## INSTRUCTION
Could you write out again every line from the line with "Where can the shadow" to the line with "[[57, 227]]", adding -44 to each coordinate in the answers and leaving all other lines unchanged?

##############################

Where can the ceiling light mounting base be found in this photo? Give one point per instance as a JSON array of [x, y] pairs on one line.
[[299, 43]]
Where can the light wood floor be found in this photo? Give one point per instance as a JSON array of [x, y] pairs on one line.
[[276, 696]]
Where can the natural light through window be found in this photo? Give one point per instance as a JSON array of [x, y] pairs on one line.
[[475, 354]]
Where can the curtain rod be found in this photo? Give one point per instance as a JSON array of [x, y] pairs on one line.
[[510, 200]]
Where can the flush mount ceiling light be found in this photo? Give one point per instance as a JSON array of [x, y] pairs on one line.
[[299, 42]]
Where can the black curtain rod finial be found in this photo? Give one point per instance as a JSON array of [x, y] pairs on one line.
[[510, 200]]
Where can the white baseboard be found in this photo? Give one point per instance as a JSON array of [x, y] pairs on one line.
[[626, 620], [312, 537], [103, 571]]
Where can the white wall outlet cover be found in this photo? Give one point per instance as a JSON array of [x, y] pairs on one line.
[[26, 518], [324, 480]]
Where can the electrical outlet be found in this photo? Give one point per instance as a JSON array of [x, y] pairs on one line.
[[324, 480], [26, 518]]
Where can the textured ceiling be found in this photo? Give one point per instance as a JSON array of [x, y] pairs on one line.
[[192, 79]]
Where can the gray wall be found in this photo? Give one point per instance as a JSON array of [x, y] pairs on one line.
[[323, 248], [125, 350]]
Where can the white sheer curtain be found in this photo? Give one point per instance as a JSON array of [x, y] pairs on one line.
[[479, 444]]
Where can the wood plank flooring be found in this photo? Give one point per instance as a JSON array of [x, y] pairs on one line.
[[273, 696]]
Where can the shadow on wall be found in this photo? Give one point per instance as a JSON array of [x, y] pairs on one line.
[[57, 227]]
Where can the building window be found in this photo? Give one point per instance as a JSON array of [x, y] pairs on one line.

##############################

## EXERCISE OUTPUT
Where can the shadow on wall be found in this photo? Give one point per instance as a JSON array of [x, y] pairs on one line.
[[13, 183]]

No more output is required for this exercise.